(What is expected):
What you return should be exactly the lines from the one containing "For every instance of the woman with" down to the final line of the listing, with nothing else.

(Record excerpts):

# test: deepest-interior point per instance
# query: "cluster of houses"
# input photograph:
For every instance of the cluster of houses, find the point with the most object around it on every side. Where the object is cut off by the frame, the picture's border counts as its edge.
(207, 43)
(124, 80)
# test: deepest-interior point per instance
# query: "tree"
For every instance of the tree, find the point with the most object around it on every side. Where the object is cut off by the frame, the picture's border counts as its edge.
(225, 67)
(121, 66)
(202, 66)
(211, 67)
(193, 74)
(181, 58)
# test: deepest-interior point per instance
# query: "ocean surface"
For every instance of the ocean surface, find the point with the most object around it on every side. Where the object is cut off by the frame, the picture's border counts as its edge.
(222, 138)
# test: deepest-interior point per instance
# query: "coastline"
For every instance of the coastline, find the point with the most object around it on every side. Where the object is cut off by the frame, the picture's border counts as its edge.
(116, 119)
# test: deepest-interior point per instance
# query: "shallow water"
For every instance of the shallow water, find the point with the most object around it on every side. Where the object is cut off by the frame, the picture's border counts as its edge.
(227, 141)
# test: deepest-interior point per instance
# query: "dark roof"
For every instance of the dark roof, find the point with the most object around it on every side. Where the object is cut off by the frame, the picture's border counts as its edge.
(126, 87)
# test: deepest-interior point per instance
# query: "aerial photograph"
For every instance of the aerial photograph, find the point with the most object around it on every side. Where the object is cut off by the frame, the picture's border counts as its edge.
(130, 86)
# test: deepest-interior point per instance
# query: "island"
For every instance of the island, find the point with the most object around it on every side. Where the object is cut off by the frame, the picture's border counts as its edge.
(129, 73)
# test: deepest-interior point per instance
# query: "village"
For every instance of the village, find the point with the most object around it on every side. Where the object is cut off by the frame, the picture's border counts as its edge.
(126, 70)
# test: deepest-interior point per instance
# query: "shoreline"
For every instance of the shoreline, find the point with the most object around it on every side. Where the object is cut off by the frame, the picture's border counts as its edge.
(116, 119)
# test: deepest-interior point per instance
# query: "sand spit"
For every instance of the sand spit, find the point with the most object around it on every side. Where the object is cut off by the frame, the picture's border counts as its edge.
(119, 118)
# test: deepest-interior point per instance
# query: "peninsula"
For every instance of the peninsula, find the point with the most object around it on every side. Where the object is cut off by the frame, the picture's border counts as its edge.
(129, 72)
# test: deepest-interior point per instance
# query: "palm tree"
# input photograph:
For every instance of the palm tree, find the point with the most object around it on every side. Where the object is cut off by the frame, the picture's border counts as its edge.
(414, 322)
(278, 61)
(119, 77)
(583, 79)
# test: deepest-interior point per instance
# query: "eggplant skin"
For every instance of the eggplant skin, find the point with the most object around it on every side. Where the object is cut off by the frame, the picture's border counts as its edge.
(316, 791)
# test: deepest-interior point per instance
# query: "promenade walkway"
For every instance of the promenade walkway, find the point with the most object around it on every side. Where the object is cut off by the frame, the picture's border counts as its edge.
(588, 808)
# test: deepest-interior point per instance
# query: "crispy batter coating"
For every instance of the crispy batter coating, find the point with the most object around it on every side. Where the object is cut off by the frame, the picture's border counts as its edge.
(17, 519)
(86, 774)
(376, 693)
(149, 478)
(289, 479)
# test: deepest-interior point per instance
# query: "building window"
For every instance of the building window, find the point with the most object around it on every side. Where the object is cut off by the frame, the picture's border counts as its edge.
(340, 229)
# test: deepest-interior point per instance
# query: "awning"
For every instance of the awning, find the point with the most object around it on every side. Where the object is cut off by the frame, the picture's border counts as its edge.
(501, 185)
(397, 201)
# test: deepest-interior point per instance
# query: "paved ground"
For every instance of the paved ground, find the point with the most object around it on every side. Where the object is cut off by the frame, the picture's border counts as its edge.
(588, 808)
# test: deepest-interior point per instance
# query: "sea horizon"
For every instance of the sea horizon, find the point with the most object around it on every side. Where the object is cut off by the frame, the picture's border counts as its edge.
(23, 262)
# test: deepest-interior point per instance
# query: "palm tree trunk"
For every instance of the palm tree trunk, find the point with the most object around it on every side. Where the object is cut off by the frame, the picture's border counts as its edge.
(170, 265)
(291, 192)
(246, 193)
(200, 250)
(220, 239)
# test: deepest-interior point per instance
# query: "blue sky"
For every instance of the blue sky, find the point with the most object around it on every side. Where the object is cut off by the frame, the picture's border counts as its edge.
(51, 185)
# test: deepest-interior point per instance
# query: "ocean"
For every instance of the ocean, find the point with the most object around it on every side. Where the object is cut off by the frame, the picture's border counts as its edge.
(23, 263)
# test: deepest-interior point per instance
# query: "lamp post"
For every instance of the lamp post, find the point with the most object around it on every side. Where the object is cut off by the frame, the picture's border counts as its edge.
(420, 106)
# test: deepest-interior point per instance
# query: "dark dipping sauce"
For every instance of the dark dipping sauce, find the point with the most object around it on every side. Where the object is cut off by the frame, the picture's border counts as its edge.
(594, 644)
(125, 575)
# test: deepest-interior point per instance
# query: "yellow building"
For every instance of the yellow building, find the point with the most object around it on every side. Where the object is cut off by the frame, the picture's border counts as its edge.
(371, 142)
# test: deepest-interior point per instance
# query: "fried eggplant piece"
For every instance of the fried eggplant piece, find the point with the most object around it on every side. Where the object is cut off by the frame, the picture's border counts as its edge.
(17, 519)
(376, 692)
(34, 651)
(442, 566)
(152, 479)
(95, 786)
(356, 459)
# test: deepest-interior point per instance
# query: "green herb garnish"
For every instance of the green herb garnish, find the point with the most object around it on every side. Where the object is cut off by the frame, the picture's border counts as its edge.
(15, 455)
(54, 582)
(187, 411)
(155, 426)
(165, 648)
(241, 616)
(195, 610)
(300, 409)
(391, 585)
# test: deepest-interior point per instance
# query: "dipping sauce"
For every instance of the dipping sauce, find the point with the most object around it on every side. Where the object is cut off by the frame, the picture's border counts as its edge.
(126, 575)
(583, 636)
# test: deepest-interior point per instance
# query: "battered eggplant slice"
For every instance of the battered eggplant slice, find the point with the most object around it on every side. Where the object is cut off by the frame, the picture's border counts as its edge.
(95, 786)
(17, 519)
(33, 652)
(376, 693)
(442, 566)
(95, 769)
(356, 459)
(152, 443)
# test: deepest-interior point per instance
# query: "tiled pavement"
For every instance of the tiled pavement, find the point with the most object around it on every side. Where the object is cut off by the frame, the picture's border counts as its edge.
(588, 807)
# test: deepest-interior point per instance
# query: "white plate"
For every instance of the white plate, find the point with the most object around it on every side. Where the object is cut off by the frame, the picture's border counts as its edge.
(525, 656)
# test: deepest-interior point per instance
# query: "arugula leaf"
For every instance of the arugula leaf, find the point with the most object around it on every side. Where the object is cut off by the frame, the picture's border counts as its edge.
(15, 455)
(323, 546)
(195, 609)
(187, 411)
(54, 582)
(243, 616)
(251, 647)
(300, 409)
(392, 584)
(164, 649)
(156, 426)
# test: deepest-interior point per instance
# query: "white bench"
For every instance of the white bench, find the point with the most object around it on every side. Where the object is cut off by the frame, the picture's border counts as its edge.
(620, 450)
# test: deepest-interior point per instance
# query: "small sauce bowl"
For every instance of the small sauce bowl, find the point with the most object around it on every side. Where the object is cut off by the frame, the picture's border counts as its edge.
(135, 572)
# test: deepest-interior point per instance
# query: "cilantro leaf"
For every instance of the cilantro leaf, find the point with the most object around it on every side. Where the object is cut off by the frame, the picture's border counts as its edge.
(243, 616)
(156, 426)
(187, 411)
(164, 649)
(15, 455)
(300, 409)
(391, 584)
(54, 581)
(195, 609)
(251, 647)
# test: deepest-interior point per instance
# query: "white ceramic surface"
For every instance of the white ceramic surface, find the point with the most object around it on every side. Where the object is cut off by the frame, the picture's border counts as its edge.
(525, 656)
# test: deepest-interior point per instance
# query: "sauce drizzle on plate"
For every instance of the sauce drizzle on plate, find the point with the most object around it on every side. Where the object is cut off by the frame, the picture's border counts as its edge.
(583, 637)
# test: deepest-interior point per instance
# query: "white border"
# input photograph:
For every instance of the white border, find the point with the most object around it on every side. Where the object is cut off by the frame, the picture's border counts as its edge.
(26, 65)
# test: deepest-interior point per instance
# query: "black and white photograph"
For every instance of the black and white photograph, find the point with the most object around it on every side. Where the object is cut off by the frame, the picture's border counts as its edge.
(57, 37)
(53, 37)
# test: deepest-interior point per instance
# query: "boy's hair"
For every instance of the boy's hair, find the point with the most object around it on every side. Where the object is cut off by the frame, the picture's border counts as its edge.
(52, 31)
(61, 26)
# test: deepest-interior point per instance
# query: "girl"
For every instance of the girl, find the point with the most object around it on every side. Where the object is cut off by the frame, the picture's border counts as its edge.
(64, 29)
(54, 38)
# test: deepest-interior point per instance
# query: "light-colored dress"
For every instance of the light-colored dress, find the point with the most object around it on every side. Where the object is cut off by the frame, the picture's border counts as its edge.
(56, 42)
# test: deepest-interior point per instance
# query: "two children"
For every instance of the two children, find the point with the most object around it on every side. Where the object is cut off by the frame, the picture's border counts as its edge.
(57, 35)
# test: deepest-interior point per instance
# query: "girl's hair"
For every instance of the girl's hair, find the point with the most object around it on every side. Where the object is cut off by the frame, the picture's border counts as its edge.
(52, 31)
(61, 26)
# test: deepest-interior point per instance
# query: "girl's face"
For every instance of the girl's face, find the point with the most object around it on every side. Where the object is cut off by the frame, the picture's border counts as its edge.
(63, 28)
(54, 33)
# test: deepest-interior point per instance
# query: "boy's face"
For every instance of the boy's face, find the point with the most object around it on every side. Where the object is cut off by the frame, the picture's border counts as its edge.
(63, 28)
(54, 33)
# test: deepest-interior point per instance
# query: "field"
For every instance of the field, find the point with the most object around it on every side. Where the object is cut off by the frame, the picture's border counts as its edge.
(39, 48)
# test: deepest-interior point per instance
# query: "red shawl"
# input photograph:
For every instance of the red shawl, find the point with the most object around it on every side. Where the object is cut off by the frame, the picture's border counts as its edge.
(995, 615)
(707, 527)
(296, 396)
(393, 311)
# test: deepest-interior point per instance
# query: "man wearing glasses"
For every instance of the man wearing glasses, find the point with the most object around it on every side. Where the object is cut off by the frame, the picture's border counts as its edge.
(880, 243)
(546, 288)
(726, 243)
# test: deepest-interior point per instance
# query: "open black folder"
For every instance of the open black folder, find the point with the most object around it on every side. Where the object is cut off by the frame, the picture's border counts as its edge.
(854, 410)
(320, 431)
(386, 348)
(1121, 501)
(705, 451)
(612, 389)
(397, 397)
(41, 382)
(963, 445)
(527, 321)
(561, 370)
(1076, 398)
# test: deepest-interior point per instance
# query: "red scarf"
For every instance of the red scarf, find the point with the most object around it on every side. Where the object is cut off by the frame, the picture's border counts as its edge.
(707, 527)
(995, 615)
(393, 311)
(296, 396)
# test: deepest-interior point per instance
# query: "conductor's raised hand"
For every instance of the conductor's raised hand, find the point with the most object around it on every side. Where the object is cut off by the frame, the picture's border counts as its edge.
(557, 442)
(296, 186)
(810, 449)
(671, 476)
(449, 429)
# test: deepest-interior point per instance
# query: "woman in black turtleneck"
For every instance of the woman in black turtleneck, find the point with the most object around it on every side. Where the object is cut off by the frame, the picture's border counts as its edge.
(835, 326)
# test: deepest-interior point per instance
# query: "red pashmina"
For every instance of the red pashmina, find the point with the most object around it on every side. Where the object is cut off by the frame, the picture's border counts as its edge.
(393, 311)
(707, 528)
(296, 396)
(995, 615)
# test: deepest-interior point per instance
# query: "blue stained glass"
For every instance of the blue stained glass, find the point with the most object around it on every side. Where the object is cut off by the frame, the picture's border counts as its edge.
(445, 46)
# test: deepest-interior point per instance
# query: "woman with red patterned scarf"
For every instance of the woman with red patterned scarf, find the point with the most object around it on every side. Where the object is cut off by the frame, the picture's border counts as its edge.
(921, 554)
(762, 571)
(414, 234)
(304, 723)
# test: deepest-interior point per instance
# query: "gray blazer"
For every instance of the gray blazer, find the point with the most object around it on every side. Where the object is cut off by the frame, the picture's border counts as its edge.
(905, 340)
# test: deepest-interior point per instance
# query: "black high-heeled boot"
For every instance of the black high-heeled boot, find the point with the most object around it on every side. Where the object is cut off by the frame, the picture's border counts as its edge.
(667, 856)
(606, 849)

(Final answer):
For every instance of the woman with red patterned scarf, find the point with the most object around it on every side. Where the object is cut off by the frame, the picture's border counts as its edge.
(921, 554)
(762, 571)
(414, 234)
(304, 723)
# test: deepest-interior point per instance
# query: "gray blazer"
For every instance of the gray blazer, find the point with the most object around it on every side. Where the object is cut off by the frame, the picture's border counts as its edge.
(905, 340)
# test: deepest-interior point per instance
# query: "black high-heeled boot"
For every instance of the black high-heeled boot, find the point with the most object around it on every side. Where the object is cut off by the frame, the picture's border counts as its edge.
(667, 856)
(606, 849)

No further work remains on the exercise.